Recorded data
....

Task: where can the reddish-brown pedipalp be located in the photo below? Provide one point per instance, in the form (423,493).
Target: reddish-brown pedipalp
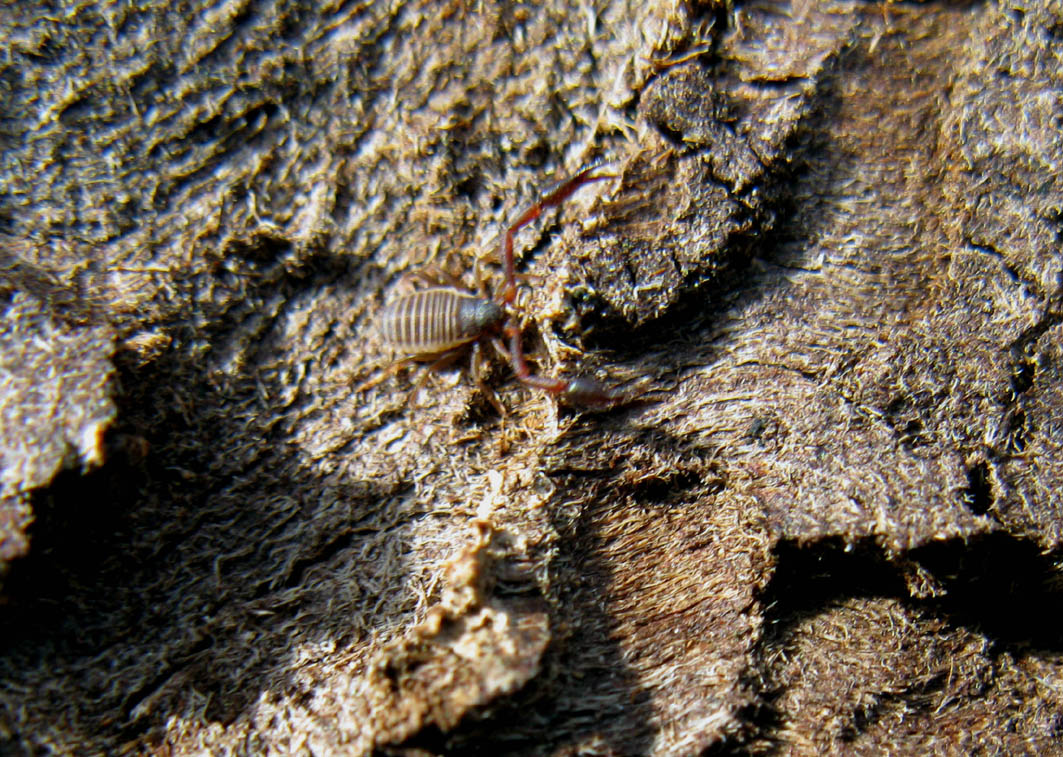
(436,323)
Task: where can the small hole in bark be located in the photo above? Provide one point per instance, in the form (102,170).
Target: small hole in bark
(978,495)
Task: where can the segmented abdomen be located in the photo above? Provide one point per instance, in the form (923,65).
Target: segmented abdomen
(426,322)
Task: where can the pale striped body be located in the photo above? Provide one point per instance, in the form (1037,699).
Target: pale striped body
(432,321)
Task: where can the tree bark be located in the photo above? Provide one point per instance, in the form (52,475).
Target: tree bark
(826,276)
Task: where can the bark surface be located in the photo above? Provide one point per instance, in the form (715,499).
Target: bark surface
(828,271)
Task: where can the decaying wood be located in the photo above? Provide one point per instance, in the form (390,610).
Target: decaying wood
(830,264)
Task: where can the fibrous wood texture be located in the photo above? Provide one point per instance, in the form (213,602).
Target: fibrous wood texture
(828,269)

....

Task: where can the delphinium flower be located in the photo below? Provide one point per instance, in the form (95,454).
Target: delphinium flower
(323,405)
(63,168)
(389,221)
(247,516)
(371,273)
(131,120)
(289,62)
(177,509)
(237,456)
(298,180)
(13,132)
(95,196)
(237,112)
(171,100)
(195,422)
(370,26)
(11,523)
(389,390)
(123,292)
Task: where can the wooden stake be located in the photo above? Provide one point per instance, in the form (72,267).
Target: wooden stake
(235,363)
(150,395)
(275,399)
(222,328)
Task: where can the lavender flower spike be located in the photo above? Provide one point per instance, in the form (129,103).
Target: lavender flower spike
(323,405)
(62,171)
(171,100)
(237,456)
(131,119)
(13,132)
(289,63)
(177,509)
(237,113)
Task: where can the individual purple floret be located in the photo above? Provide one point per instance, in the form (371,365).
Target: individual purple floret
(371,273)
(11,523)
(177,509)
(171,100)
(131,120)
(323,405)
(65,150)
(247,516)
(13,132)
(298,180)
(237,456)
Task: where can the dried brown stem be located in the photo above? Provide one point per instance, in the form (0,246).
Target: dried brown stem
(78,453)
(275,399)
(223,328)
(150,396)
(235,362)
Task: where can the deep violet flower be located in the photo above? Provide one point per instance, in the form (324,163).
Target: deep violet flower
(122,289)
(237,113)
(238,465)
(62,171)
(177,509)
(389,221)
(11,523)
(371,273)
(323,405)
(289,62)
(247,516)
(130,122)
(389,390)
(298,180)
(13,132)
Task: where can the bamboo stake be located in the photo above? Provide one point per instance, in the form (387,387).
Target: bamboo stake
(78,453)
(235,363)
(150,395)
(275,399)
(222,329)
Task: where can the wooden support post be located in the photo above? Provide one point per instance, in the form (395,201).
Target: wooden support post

....

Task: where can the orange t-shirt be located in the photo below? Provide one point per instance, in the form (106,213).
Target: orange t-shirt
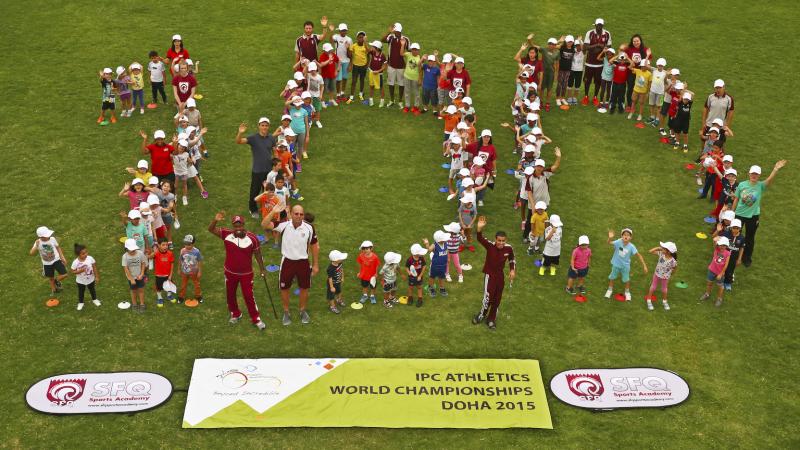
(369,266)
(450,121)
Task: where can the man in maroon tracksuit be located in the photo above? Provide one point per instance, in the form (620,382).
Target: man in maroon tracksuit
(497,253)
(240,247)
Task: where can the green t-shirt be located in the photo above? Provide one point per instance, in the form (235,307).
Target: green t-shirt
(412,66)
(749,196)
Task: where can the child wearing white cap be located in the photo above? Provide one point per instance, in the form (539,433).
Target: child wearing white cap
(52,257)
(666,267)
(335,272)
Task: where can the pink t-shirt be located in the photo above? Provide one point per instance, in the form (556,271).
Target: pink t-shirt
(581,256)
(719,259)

....

TASK: When you reach the line with "Target: bamboo stake" in the records above, start writing out lines exactly, and stop once the line with "Target: wooden support post" has been written; include nothing else.

SOLUTION FOR THIS TASK:
Target: bamboo stake
(78,453)
(235,363)
(150,395)
(275,399)
(222,329)
Task: where can the wooden support post be located in the photo above? Provide one point per instance, in the form (395,201).
Target: wooden support post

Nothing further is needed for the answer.